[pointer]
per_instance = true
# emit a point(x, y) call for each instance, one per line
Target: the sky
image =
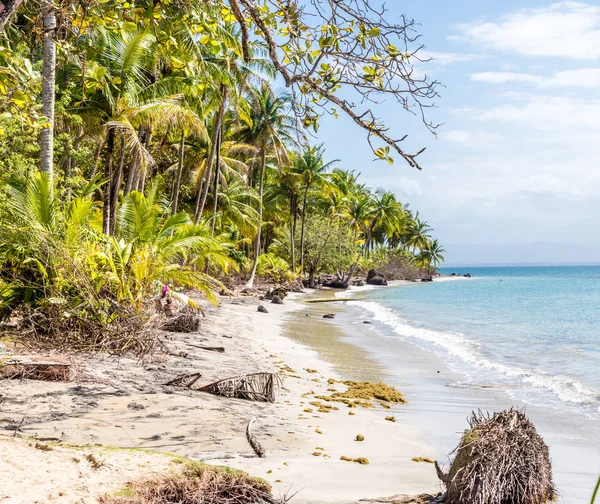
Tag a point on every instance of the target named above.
point(513, 175)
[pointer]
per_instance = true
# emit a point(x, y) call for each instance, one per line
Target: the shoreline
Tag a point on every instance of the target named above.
point(122, 403)
point(415, 369)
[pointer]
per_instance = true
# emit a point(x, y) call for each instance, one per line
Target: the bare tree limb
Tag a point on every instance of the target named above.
point(7, 9)
point(351, 46)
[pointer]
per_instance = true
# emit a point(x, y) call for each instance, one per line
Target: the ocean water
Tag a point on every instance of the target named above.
point(531, 332)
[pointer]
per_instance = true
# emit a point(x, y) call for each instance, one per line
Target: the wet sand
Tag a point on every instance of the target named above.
point(123, 403)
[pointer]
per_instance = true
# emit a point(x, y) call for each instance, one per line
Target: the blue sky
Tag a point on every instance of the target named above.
point(513, 175)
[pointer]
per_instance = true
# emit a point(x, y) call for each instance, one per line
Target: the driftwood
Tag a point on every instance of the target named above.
point(185, 322)
point(186, 380)
point(261, 387)
point(258, 449)
point(211, 349)
point(500, 459)
point(17, 369)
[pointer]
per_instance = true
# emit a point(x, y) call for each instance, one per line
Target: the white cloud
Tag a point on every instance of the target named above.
point(558, 114)
point(474, 138)
point(584, 77)
point(564, 29)
point(449, 58)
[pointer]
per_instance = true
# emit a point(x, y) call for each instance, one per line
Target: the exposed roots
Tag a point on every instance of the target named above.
point(185, 322)
point(39, 369)
point(56, 328)
point(500, 460)
point(262, 387)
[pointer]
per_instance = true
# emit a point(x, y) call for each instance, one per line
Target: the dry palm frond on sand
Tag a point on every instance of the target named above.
point(38, 368)
point(500, 459)
point(199, 483)
point(261, 387)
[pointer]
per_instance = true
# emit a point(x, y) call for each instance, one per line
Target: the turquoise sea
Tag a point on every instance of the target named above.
point(525, 337)
point(534, 332)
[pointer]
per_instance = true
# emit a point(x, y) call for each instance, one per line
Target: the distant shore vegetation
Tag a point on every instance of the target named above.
point(146, 146)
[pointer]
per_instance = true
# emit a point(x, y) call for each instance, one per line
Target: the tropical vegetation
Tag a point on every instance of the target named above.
point(149, 144)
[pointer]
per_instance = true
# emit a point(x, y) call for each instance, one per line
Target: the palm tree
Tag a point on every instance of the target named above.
point(418, 233)
point(387, 217)
point(272, 130)
point(432, 255)
point(287, 185)
point(48, 83)
point(312, 168)
point(160, 246)
point(229, 76)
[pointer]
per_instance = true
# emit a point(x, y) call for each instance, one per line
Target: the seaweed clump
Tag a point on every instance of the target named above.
point(362, 393)
point(359, 460)
point(500, 459)
point(196, 483)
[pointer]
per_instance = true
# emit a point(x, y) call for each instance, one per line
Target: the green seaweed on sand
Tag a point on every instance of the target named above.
point(328, 300)
point(323, 408)
point(361, 393)
point(423, 459)
point(359, 460)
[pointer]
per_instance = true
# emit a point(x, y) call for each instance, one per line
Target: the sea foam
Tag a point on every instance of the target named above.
point(521, 383)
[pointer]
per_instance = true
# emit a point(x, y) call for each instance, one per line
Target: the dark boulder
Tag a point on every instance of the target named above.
point(336, 284)
point(375, 277)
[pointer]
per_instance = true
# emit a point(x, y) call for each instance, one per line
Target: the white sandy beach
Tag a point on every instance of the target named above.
point(122, 403)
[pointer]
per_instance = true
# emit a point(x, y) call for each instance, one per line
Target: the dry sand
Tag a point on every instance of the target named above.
point(122, 403)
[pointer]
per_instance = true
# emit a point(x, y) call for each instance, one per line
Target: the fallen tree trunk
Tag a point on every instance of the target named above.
point(186, 380)
point(261, 387)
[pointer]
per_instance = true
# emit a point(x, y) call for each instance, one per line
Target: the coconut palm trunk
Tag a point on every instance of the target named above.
point(263, 163)
point(293, 233)
point(216, 190)
point(48, 83)
point(203, 193)
point(303, 226)
point(9, 7)
point(116, 187)
point(110, 144)
point(177, 184)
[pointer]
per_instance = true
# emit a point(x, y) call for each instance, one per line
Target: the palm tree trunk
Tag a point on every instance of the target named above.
point(9, 7)
point(303, 227)
point(217, 173)
point(48, 84)
point(201, 200)
point(263, 162)
point(110, 144)
point(116, 187)
point(179, 172)
point(140, 182)
point(293, 233)
point(97, 153)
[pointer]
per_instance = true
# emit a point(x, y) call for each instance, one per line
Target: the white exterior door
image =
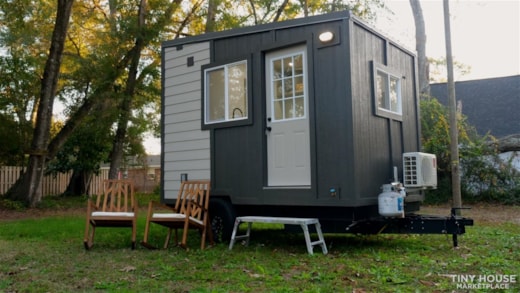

YOUR INSTRUCTIONS: Copy out every one of the items above word for word, leaving out the pictures.

RESPONSE:
[pointer]
per_instance = true
# emit a point(x, y) call for each instance, one per line
Target: the sky
image =
Tag a point on every instance of the target named above.
point(513, 175)
[pointer]
per_instance = true
# emit a point(x, y) call for each instance, one per line
Target: the shoreline
Tag a point on every instance of the target named above.
point(122, 403)
point(415, 369)
[pointer]
per_instance = true
# emit a point(x, y) call for each instance, one per line
Target: the bare tree limb
Tag a point on every instance of the target named above.
point(7, 9)
point(351, 46)
[pointer]
per_instance = true
# emit a point(x, y) call for each instance, one per line
Target: the ocean water
Tag a point on every instance of the target named above.
point(531, 332)
[pointer]
per_instance = true
# emit a point(x, y) call for each instance, one per line
Target: the wet sand
Tag a point on every instance of the target named above.
point(123, 403)
[pointer]
per_instance = true
# emit a point(x, y) call for each instance, one per line
Target: the blue sky
Tag a point on every instance of the target named above.
point(513, 175)
[pointer]
per_instance = true
# emit a point(x, y) call for each instance, one per line
Target: the driftwood
Tag a point on every instance of the target named above.
point(185, 322)
point(186, 380)
point(261, 387)
point(258, 449)
point(211, 349)
point(500, 459)
point(17, 369)
[pointer]
per_instance = true
# emit a point(x, y) call for each instance, one per line
Target: the white cloud
Tag a point on every instance of the target named above.
point(558, 114)
point(474, 138)
point(584, 77)
point(564, 29)
point(449, 58)
[pointer]
per_instance = true
# emit a point(x, y) call for each instance, one per line
Target: the exposed roots
Tag a point on every instance of the target named above.
point(185, 322)
point(39, 369)
point(56, 328)
point(500, 460)
point(262, 387)
[pointer]
per_instance = true
# emit a point(x, y) call for each instance, one per line
Target: the dry palm frond on sand
Tag a point on every instance of the target named above.
point(38, 368)
point(500, 459)
point(199, 483)
point(261, 387)
[pointer]
per_instance = true
# emit a point(x, y) call for each instance, one per line
Target: the turquoise sea
Tag a point on every instance of the target named above.
point(525, 337)
point(534, 332)
[pointer]
per_instance = true
# emit a point(x, y) call for each instance, one per line
Target: the distant shore vegetation
Tag a point on every instance of the target named above.
point(146, 146)
[pointer]
per_instance = true
# emit a point(x, y) call for each instance, one per line
Target: the tropical vegetation
Tag a point on every instance of the target named above.
point(149, 144)
[pointer]
per_instance = true
# emit a point(x, y) call for each instance, one per line
Target: the palm tree
Tag a point on every instance of the target named above.
point(418, 233)
point(387, 217)
point(272, 130)
point(432, 255)
point(287, 185)
point(48, 83)
point(312, 168)
point(160, 246)
point(229, 76)
[pointer]
per_instance = true
# emit a point(x, y) call for each instance, one per line
Target: the seaweed clump
Tag a point on every instance of the target named above.
point(362, 393)
point(359, 460)
point(500, 459)
point(196, 483)
[pointer]
per_instance = true
# emit a point(x, y) call for each instance, one per line
Target: the green seaweed on sand
Tag a point on every instance of the target named above.
point(328, 300)
point(323, 408)
point(361, 393)
point(423, 459)
point(359, 460)
[pointer]
per_instance = true
# emit a point(x, y) call for each instance, one per line
Target: the sea foam
Tag a point on every instance of the target named above.
point(521, 383)
[pointer]
per_instance = true
# emit a point(x, y) call for each instance, one per line
Target: the dark boulder
Tag a point on every instance of the target named above.
point(336, 284)
point(375, 277)
[pointer]
per_instance = true
# emit a point(x, y) call for each instance, one per line
Target: the white sandy beach
Tag a point on every instance of the target named above.
point(122, 403)
[pointer]
per_instance = true
# emit a point(x, y) call for each instance, one per line
Target: the dry sand
Tag a point on every instance of the target named above.
point(122, 403)
[pointer]
per_instance = true
# emit a point(x, y) call for each instance, one per line
Target: the fallen tree trunk
Tag a point on every instance of the target named above.
point(186, 380)
point(261, 387)
[pointer]
per_instance = true
# emit a point(x, y) call for each instance, one per line
Target: the coconut palm trunk
Tag a point on every instance of the target named above.
point(263, 163)
point(293, 233)
point(216, 190)
point(48, 83)
point(203, 193)
point(303, 226)
point(9, 7)
point(116, 187)
point(110, 144)
point(177, 184)
[pointer]
per_instance = true
# emit a point(x, y) call for each instance, one per line
Target: the palm tree trunk
Tag a point on every instance of the target named above.
point(9, 7)
point(303, 227)
point(217, 173)
point(48, 84)
point(201, 200)
point(263, 162)
point(110, 144)
point(116, 187)
point(179, 172)
point(140, 182)
point(293, 233)
point(97, 153)
[pointer]
per_instance = true
# emit a point(x, y) call for each instance, one per line
Target: the white exterior door
image =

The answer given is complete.